GIVEN INSTRUCTION: Copy the items verbatim from their first line through the line containing "column 504, row 422", and leave the pictures out of your copy.
○ ○ ○ ○ ○
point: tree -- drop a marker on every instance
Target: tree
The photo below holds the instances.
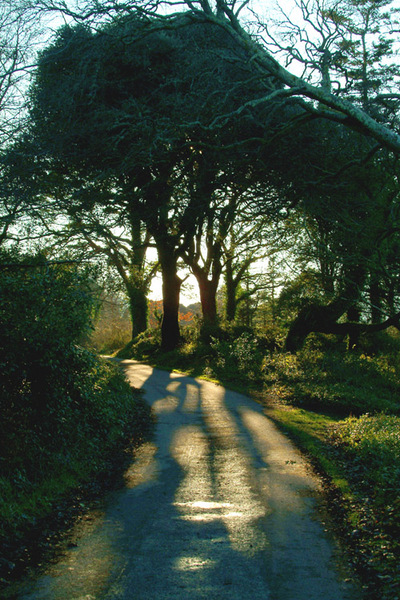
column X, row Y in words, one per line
column 130, row 89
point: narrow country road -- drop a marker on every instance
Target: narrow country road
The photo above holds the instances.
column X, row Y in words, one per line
column 218, row 506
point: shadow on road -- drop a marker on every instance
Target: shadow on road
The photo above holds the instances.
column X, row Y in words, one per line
column 218, row 506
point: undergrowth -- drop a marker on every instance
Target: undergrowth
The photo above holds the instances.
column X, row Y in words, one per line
column 342, row 408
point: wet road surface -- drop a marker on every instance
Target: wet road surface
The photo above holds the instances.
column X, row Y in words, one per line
column 218, row 506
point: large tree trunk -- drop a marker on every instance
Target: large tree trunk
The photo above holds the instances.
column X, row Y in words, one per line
column 208, row 293
column 138, row 309
column 171, row 287
column 230, row 290
column 323, row 319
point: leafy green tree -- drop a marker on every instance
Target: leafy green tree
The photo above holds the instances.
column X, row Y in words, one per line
column 123, row 104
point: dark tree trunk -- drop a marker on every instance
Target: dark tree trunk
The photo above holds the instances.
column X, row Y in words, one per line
column 353, row 315
column 208, row 293
column 322, row 319
column 170, row 334
column 138, row 309
column 230, row 287
column 375, row 298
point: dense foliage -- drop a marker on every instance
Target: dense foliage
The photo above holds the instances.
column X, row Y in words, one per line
column 341, row 408
column 63, row 410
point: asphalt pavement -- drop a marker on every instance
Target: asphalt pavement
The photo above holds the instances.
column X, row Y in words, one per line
column 218, row 506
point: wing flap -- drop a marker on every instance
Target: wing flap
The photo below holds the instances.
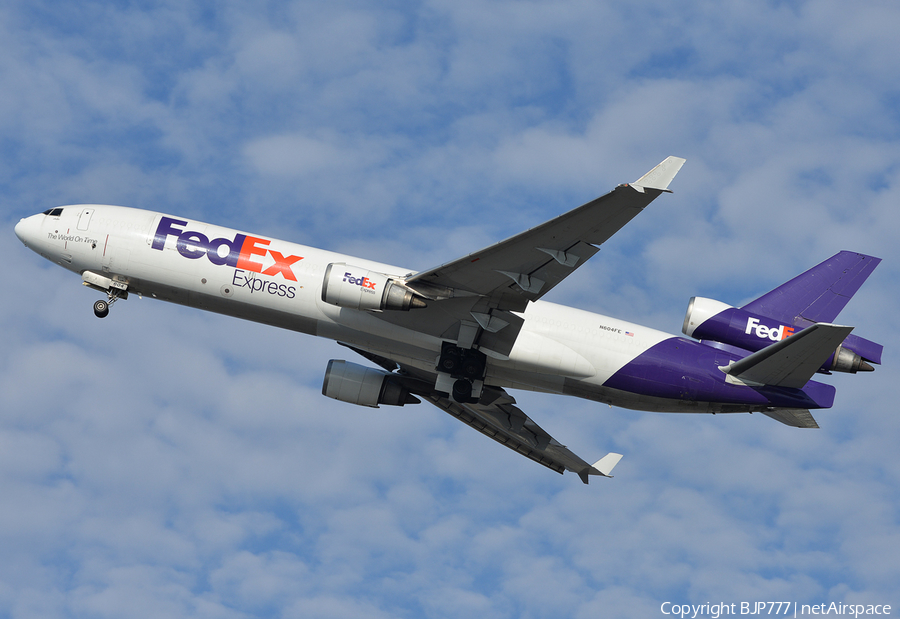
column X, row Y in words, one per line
column 548, row 252
column 504, row 422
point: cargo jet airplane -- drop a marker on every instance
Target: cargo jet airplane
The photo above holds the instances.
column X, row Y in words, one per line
column 459, row 335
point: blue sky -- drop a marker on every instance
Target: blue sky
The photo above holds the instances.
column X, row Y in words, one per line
column 165, row 462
○ ○ ○ ○ ○
CORRECT RESULT:
point: tree -- drop a marker on every instance
Target: tree
The photo below holds the instances.
column X, row Y in words, one per line
column 130, row 89
point: narrow country road -- drop a marker on every instance
Target: narrow country road
The photo above holds the instances.
column X, row Y in words, one per line
column 218, row 506
point: shadow on road -- drop a marker on every instance
Target: shadow on road
The photo above holds the instances.
column X, row Y in words, one per line
column 218, row 506
point: undergrowth -- drop a marker on every instance
Target: undergrowth
The photo above holds the instances.
column X, row Y in words, one per line
column 342, row 408
point: wet road surface -- drop a marker on every instance
Target: wet road surface
The photo above holds the instances.
column X, row Y in words, one per line
column 218, row 506
point: large tree trunk -- drop a marker on every instance
Target: large tree trunk
The photo above holds the instances.
column X, row Y in words, one per line
column 208, row 293
column 138, row 309
column 171, row 287
column 230, row 290
column 323, row 319
point: leafy green tree -- drop a marker on every instance
Target: leafy green tree
The photo above holds the instances.
column X, row Y in words, one per line
column 123, row 104
point: dark tree trunk -- drop a marker on every instance
Target: dark tree trunk
The photo above holds the instances.
column X, row Y in words, one per line
column 353, row 315
column 208, row 293
column 322, row 319
column 170, row 334
column 138, row 309
column 230, row 287
column 375, row 298
point: dense foliage -- drop a marker on every instance
Target: dense foliage
The photo above holds the instances.
column X, row Y in words, one per line
column 341, row 408
column 63, row 410
point: asphalt pavement -- drop a marker on every instance
Target: asphalt pavement
The photo above holds the instances.
column X, row Y in words, one per line
column 218, row 506
point: wing flap -- drop a marker on every instance
Target: wing flap
The photo below holds the instances.
column X, row Y in words, one per line
column 548, row 252
column 504, row 422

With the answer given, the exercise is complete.